**Given request a**
Express the records in the stretch from the line containing "Pinpoint every visible bush." through the line containing "[453,237,500,292]" as a two-column CSV with the columns request and answer. Give one row for each request, with each value in a single quoted field and line breaks replaced by spaces.

Customers are a crucial part to owning a bakery, believe it or not! Do you like serving your local community? Do you like seeing familiar faces and new faces daily? You'll be helping customers discover new and amazing desserts or ordering cakes for their special occasions. So many customers are amazing, and they are what keeps your bakery going.

But, there's always a few bad eggs in the bunch. Everyone will have an unhappy customer at some point. This is a fact. No matter how hard you work, no matter how good your desserts are, no matter how nice your staff is, someone is going to be unhappy. And most of the time, it probably has nothing to do with you, your baked goods, or your staff! But, it can feel that way.

People can be in a bad mood and take it out on others and sometimes there's nothing you can do to make them happy. Trust me, I've been there. It can be very upsetting but you also have to be able to get over it. You can't please everyone, and you won't be able to please every single person. That's a huge thing to remember if you own a bakery.

You'll even get crazy requests from customers like “If I bring in my Grandma's recipe card for X can you make it for me?”, yes that has happened to me. No I can't make your Grandma's recipe, that's now it this works! And even if you say that in the nicest way, the bottom line is no matter what it is, if you don't give people what they want then they can get upset. If you're really sensitive then this could be an upsetting role for you at times. But it's part of the job to handle it. You can always have a manger handling these things eventually, but at first it will probably be you.

Are you organized? Being a business owner, especially a bakery owner, requires so much organization! I cannot stress this enough. You have to have your polices, procedures, training information, recipes, and so much more organized at all times. So much of your success depends on your organizational skills. If this skill is not one you possess, it may be difficult for you to handle everything that's going on, because there will be a lot going on. And I haven't even talked about baking yet! Now onto the baking stuff…

Food Ordering & Costing
You'll have to order all your ingredients, keep track of the cost of everything, and cost out every single thing you sell. Sourcing ingredients is the first step, keeping track of all your vendors, finding the best prices for the ingredients you want, it's a lot of work. You also need to make money on every single thing you sell, it's the most important part of owning a bakery! This can be challenging if you're not a numbers person. You can get consulting help if you're unsure on how to price your menu so that you actually make money (it's something I do at Above 8000 Creative, email me if interested). But, this is a huge time suck in the beginning as you're creating an entire menu! And it's also something that you need to keep up on. As costs rise frequently, you also have to adjust. Plus, if you offer custom things, you have to make sure you're making money on custom orders. You can't sell a cake for the same price for the life of your bakery. So costing is something that has to be done and updated frequently. I did it yearly when I owned my bake shop. And sometimes what you really want to make doesn't make the cut because of costing reasons – it may be too expensive to produce the way you want in order to sell it for a price that customers are willing to pay. There's a lot of time and effort that goes into your food ordering and costing.

**Given request b**
Extract the stretch of the bakery text from "You'll even get" through "probably be you.", copying it word for word.

Rows from a box labeling dataset:
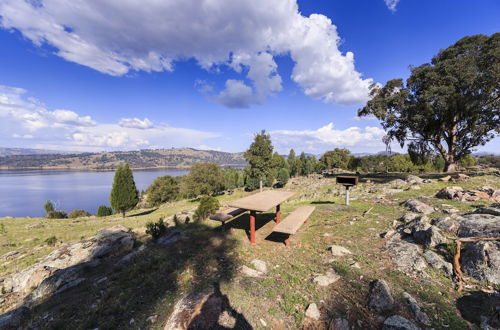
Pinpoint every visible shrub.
[43,201,55,214]
[46,210,68,219]
[146,218,167,239]
[96,205,113,217]
[193,196,220,221]
[146,175,179,207]
[69,210,90,218]
[278,168,290,187]
[45,236,57,246]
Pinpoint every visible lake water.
[0,169,187,217]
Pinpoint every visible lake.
[0,169,188,217]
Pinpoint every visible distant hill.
[0,148,75,157]
[0,148,247,170]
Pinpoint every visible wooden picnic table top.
[229,190,295,212]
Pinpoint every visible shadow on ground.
[0,223,246,330]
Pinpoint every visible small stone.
[306,303,321,321]
[313,272,340,286]
[250,259,267,274]
[368,280,394,312]
[382,315,421,330]
[330,245,352,257]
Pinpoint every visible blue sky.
[0,0,500,154]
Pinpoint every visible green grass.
[0,176,500,329]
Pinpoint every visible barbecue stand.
[337,175,358,205]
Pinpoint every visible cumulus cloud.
[384,0,399,12]
[0,0,374,107]
[270,123,385,153]
[0,85,219,151]
[118,118,153,129]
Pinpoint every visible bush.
[146,218,167,239]
[146,175,179,207]
[45,236,57,246]
[45,210,68,219]
[69,210,91,218]
[278,168,290,187]
[96,205,113,217]
[193,196,220,221]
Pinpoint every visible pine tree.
[109,164,139,217]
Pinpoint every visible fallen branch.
[453,237,500,292]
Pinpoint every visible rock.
[413,226,446,247]
[330,245,352,257]
[439,175,451,182]
[313,272,340,286]
[458,214,500,237]
[406,174,424,184]
[1,225,135,294]
[424,250,453,276]
[460,241,500,284]
[240,265,265,278]
[385,235,427,275]
[0,306,31,329]
[403,292,431,327]
[306,303,321,321]
[250,259,267,274]
[404,199,434,214]
[368,280,394,312]
[474,207,500,216]
[432,216,459,235]
[328,317,351,330]
[382,315,421,330]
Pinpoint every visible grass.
[0,171,500,329]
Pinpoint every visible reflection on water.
[0,169,187,217]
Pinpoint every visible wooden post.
[250,211,256,244]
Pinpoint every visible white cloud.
[0,85,219,151]
[0,0,374,107]
[270,123,385,153]
[118,118,153,129]
[384,0,399,12]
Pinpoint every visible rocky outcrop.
[0,225,135,295]
[404,199,434,214]
[368,280,394,312]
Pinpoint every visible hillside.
[0,148,246,170]
[0,173,500,329]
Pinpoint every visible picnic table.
[229,190,294,244]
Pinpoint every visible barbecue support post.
[250,211,256,244]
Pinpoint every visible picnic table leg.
[250,211,256,244]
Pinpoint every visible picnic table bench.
[273,205,315,247]
[210,207,246,225]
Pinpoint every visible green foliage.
[43,201,55,214]
[109,164,139,216]
[193,196,220,222]
[460,154,476,167]
[277,168,290,187]
[245,130,275,190]
[182,163,224,197]
[358,33,500,171]
[146,218,167,239]
[96,205,113,217]
[146,175,179,207]
[45,210,68,219]
[287,149,300,176]
[319,148,352,169]
[45,236,57,246]
[69,210,91,218]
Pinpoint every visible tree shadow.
[0,223,242,330]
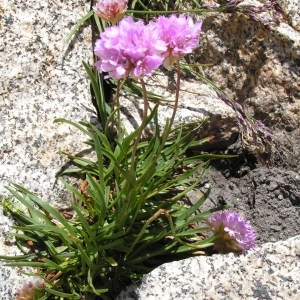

**Correct response a**
request,answer
"Pinpoint every visible bush.","[146,218,167,239] [146,175,179,207] [45,236,57,246] [45,210,68,219] [69,210,91,218] [278,168,290,187] [96,205,113,217] [193,196,220,221]"
"Pinpoint every visible pine tree.","[109,164,139,217]"
"Pinpoint every visible fallen branch.","[453,237,500,292]"

**Correct response b**
You'll even get crazy requests from customers like “If I bring in my Grandma's recipe card for X can you make it for me?”, yes that has happened to me. No I can't make your Grandma's recipe, that's now it this works! And even if you say that in the nicest way, the bottom line is no matter what it is, if you don't give people what they want then they can get upset. If you're really sensitive then this could be an upsetting role for you at times. But it's part of the job to handle it. You can always have a manger handling these things eventually, but at first it will probably be you.